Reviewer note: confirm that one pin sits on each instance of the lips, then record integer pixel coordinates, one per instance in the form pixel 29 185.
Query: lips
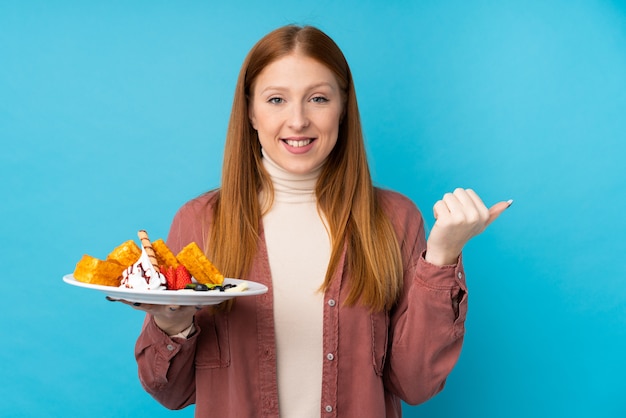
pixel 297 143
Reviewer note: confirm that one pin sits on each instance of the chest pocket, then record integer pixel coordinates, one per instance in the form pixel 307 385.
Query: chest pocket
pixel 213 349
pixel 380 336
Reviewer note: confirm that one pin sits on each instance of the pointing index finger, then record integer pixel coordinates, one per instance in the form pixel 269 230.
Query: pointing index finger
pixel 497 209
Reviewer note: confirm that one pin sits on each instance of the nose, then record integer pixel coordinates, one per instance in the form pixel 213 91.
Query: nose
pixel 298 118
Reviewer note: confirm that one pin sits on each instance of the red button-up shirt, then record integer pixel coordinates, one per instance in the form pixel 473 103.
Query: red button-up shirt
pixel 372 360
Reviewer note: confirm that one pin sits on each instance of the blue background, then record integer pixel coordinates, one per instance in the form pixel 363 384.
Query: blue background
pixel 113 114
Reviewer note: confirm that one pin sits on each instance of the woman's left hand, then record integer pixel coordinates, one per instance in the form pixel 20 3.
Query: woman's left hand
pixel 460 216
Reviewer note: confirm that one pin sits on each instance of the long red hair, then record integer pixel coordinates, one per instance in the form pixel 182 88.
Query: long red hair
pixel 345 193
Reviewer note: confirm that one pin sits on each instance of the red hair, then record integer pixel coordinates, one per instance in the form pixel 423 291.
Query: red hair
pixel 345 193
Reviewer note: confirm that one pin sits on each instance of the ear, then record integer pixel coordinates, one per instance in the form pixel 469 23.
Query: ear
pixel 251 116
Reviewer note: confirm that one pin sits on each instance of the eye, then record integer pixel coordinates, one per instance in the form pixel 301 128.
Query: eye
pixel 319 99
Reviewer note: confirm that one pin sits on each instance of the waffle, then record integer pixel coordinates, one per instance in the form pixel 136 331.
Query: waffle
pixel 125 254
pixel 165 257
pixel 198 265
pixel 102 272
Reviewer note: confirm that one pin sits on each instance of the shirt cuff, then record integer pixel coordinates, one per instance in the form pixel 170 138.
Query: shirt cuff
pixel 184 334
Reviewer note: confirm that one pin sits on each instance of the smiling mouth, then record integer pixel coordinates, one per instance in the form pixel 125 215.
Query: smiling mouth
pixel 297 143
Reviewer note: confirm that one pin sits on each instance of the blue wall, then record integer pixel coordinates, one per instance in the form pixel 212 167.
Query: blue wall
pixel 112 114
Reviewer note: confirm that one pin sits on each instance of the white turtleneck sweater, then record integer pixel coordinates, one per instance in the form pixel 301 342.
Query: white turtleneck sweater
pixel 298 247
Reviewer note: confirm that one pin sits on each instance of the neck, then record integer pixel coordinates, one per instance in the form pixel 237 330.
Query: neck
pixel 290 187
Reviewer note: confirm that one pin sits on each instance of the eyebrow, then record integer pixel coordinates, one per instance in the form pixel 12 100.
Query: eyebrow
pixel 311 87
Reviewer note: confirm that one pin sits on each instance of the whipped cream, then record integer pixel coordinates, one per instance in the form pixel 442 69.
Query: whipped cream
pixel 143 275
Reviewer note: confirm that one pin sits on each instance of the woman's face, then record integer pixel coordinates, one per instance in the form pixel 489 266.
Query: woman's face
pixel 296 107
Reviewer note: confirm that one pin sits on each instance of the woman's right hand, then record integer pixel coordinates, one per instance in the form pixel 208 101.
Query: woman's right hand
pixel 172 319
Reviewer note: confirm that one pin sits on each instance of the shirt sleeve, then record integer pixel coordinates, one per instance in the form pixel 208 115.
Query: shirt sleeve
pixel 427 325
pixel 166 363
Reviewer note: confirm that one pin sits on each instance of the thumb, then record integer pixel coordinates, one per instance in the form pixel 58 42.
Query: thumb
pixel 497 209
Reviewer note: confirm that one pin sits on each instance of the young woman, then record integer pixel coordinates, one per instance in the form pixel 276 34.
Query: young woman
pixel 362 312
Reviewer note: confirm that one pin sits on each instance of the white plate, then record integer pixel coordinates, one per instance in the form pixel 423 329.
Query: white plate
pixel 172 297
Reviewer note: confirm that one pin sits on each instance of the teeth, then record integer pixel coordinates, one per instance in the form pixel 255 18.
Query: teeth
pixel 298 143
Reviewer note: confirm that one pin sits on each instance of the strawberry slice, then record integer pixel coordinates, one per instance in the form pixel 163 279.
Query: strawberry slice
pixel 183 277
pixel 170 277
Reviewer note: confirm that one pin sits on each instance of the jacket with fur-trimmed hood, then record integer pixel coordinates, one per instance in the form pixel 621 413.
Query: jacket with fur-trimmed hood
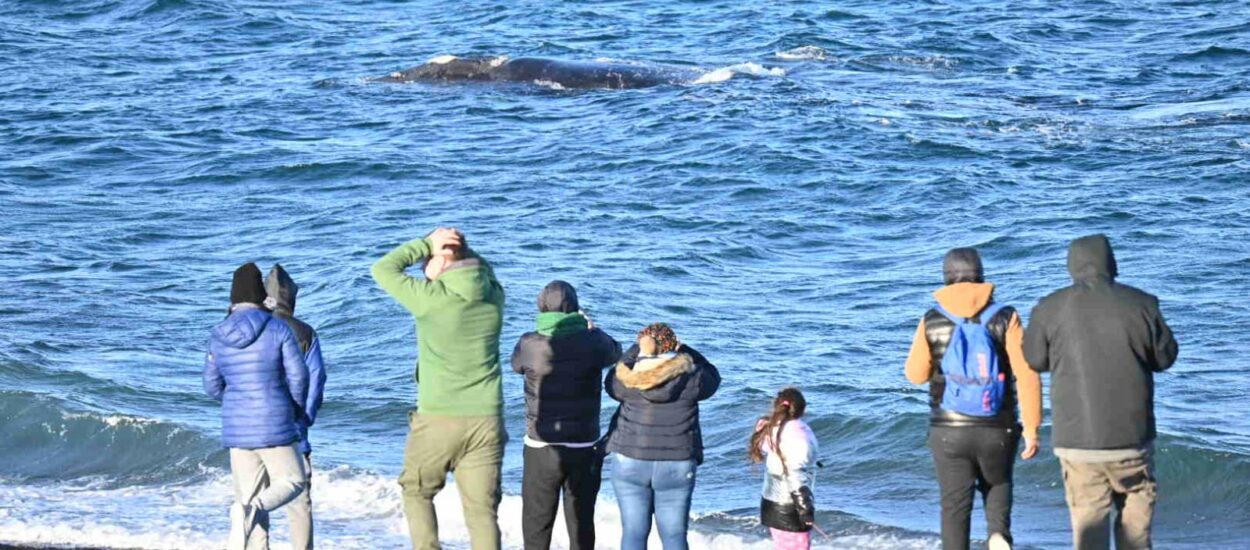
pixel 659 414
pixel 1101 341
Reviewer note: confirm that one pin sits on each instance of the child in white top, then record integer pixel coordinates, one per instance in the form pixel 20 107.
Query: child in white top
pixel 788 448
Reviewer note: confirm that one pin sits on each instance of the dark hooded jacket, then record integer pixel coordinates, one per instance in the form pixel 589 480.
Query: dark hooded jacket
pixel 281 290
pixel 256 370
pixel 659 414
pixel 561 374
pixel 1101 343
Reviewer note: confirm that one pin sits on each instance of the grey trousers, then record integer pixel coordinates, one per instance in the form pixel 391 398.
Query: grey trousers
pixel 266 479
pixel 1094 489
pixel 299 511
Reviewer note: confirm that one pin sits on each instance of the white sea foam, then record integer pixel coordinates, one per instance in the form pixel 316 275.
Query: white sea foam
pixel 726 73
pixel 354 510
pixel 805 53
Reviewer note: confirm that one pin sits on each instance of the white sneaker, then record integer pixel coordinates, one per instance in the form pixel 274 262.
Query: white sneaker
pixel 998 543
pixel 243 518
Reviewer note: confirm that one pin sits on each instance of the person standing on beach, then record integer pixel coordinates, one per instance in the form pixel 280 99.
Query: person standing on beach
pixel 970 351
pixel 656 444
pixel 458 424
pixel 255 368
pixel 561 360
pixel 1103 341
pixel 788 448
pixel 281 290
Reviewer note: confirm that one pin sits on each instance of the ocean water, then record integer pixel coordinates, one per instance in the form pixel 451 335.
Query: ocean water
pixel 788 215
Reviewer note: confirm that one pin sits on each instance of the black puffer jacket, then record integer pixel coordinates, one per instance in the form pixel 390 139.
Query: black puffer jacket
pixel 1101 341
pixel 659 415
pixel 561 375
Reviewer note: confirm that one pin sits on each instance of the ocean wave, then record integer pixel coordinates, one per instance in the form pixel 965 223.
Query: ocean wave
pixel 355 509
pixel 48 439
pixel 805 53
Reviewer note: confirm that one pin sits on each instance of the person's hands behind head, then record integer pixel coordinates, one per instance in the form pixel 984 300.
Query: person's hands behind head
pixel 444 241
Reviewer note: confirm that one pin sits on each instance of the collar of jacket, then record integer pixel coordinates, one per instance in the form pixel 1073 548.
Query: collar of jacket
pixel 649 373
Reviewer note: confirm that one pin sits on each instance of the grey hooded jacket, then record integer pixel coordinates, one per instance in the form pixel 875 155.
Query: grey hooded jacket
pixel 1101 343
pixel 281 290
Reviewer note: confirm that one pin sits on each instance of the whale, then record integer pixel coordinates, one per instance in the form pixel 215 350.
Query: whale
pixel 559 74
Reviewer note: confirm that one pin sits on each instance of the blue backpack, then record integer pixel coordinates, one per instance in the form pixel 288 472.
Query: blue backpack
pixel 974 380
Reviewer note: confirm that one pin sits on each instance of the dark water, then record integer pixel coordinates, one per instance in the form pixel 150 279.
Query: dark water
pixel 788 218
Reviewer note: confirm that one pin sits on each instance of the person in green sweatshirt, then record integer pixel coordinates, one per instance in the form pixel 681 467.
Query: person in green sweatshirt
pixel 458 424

▸ Exercise prompt
Repeat the records above word for word, keeping no pictures in the copy.

▸ Answer to this exercise
Reviewer note: confirm that one pin sits on each instance of the lips, then record integer pixel coordinates, one per instance in the form pixel 29 185.
Query: lips
pixel 297 143
Reviewer note: confirm that one pin sits on each instance of the chest pocket, then record integer pixel coordinates, one per instance in the form pixel 307 385.
Query: chest pocket
pixel 213 349
pixel 380 336
Reviewer note: confirm that one pin sits on each instance of the pointing index finger, then record integer pixel coordinates, one per instance in the form pixel 269 230.
Query: pointing index finger
pixel 497 209
Reviewer note: confirm that one pin sits on each instance of the nose, then record integer pixel coordinates, one per instance in the form pixel 213 91.
Query: nose
pixel 298 118
Reviewer note: confirm that one pin sits on each instance of the red button-up shirt, then record integer pixel coordinates, one per instance in the form pixel 473 103.
Query: red button-up shirt
pixel 372 360
Reviewer note: confirm that one pin sits on each instance of the blue background, then record integer pixel coordinates, one per instance in the form pixel 363 384.
Query: blue background
pixel 113 114
Reviewer note: confirm that one pin sits on each instance of the woman's left hand, then record integer pixel coordinates, one per instance in the form pixel 20 3.
Query: woman's left hand
pixel 460 216
Reviewer note: confirm that one pin sits on each instance of the long red hair, then record integer pixel coordinates, one per instance in the form pixel 182 88.
Query: long red hair
pixel 345 193
Reviewer note: confirm that one pin sits on each instance of the red hair, then record integer pixel coordinates, one per instance in the form pixel 423 291.
Query: red hair
pixel 345 193
Reviewer note: confirm that one pin sits on each instance of the ear, then record integer pixel coordinates, one per instance in the form pixel 469 23.
Query: ear
pixel 251 116
Reviewer note: confirm that one pin sits on each instance of the eye, then record integer pixel coordinates, one per instance in the form pixel 301 128.
Query: eye
pixel 319 99
Reviewer note: confirm that one pin sits on each instance of the waffle, then record integer pixel coordinates, one per instance in the form pixel 136 331.
Query: waffle
pixel 125 254
pixel 165 257
pixel 198 265
pixel 102 272
Reviewer note: confirm that one pin sits on each instance of the shirt cuff, then record integer pixel coordinates, one per instance in the form pixel 170 138.
Query: shirt cuff
pixel 184 334
Reviewer note: confirm that one pin sits on each instance of the smiling mouth, then record integer pixel coordinates, one per instance in the form pixel 125 215.
Query: smiling mouth
pixel 297 143
Reviewer note: confirm that one pin sits on each instance of the blue wall, then record integer pixel coordinates, one per instance in the form pixel 212 167.
Query: blue wall
pixel 112 114
Reviewer note: confirm that one pin sits on each instance of the white turtleneck sweater, then record integer pixel coordinates, one per instance in the form pixel 301 342.
Query: white turtleneck sweater
pixel 298 247
Reviewer note: confirm that one pin sits on each instance of the neck, then record integer pixel coordinates, one per instance in the form pixel 237 330.
Query: neck
pixel 290 187
Reviewer note: confirm that one pin sits on each instance of the eyebrow, then record integer pixel coordinates, one per instance in the form pixel 12 100.
Query: eyebrow
pixel 311 87
Reviewer note: confirm that one pin sits on each instance of the whipped cream, then record integer pixel coordinates, one per instance in the form pixel 442 69.
Query: whipped cream
pixel 143 275
Reviewer note: confirm that one pin sits on each instance of the woman's face, then record integer pixel coordinates, one per instance in the form pixel 489 266.
Query: woman's face
pixel 296 107
Reviewer note: confirm that one pin sits on each instance of the woman's right hand, then record integer pixel coordinates, one per instance in the form pixel 208 101.
Query: woman's right hand
pixel 172 319
Reviewer note: confirm that one pin sits on each instance of the shirt sleeve, then record integer pixel coordinates, one per instance in the form pixel 208 115.
Query: shirt sleeve
pixel 427 325
pixel 166 363
Reviewer note: confirm that one pin sits on each instance of the thumb, then record integer pixel coordinates, one per instance in the form pixel 58 42.
Query: thumb
pixel 497 209
Reviewer note: confirm that one pin sits on each instance of the young woman, then record integer pixel coordinates, one per instance in the form pixel 276 34.
Query: young woman
pixel 362 312
Reviewer note: confirm that one pin sits on each instance of the white plate, then record integer pixel coordinates, one per instance in the form pixel 423 329.
Query: white plate
pixel 172 297
Reviewer note: confirm that one pin sits on each instance of the teeth, then record integer pixel coordinates, one per instance in the form pixel 255 18.
Query: teeth
pixel 298 143
Reviewer note: confirm that one pin sits on each instance of the strawberry slice, then record integer pixel coordinates, one per instance in the form pixel 163 279.
Query: strawberry slice
pixel 183 277
pixel 170 277
Reviewer note: confirm that one pin sits on each instance of the jacket with fur-trimmed hood, then record integer pixel coordinates, one per instance in the form pixel 621 413.
Query: jacket with fur-trimmed hood
pixel 659 414
pixel 1101 341
Reviewer note: confirm that one pin sits on each instance of the child in white top, then record integer pixel coordinates, one per instance in the form pixel 20 107.
Query: child in white top
pixel 788 448
Reviewer note: confirm that one pin sits on each instance of the dark hooded jacket, then record integer pixel coordinates, one per instance in the form pixel 589 480.
Query: dark hooded jacket
pixel 281 290
pixel 256 370
pixel 659 414
pixel 561 374
pixel 1101 343
Reviewer note: confirm that one pin sits on each instance of the grey trousers, then record integer pixel coordinates, one per instance in the form pixel 391 398.
Query: grey trousers
pixel 266 479
pixel 1094 489
pixel 299 511
Reviewer note: confirm that one pin sits on each instance of the white sea foam, then record integer pixel coordinates, one per instance in the form pixel 316 275.
Query: white sea foam
pixel 726 73
pixel 354 510
pixel 805 53
Reviewer note: confirm that one pin sits on each instance of the white sneaker, then record integer pixel coordinates, one per instance in the form pixel 274 262.
Query: white sneaker
pixel 998 543
pixel 243 518
Reviewer note: confirm that one pin sits on each instance of the person standing on beach, then record integer pixel coordinates, one per instance in the form pixel 280 99.
Query: person standing on beach
pixel 970 351
pixel 656 444
pixel 458 424
pixel 255 368
pixel 561 360
pixel 1103 341
pixel 788 448
pixel 281 290
Reviewer note: confirm that one pin sits on each instance of the ocean water, then record integer pixel coordinates, one per instance in the form pixel 451 335.
Query: ocean water
pixel 788 215
Reviewer note: confirm that one pin sits on each instance of the black puffer jacket, then record integer pixel coordinates, one per instance in the form pixel 390 139.
Query: black puffer jacket
pixel 1101 341
pixel 659 415
pixel 561 375
Reviewer note: confirm that one pin sits on each instance of the ocean wave, then record integer pixel coordinates, one per instance in the form pixel 965 223.
Query: ocean wave
pixel 355 509
pixel 48 439
pixel 805 53
Reviewer note: confirm that one pin sits on each instance of the person's hands behind head, then record integer pixel coordinates, one per instance in the form pixel 984 300.
Query: person's hands behind head
pixel 444 241
Reviewer note: confirm that one pin sits on each instance of the collar of jacket, then record integer pixel coordinates, one per instance in the form pixel 1073 548.
Query: collar of jacket
pixel 649 373
Reviewer note: confirm that one pin sits on each instance of the grey hooded jacket, then record integer pixel coordinates, one per instance in the form pixel 875 155.
Query: grey hooded jacket
pixel 1101 343
pixel 281 290
Reviewer note: confirm that one pin sits on each instance of the whale, then record integer pixel coordinates, one per instance in the form pixel 215 350.
Query: whale
pixel 559 74
Reviewer note: confirm that one pin sits on each instance of the blue backpack, then record integer pixel coordinates, one per instance in the form pixel 288 472.
Query: blue backpack
pixel 974 380
Reviewer note: confirm that one pin sits on each instance of the dark water, then record integer pixel coordinates, one per instance in the form pixel 150 279.
Query: dark water
pixel 788 218
Reviewer note: confirm that one pin sits on each instance of the person in green sweatshirt, then record integer pixel coordinates, one per instance in the form pixel 681 467.
Query: person in green sweatshirt
pixel 458 424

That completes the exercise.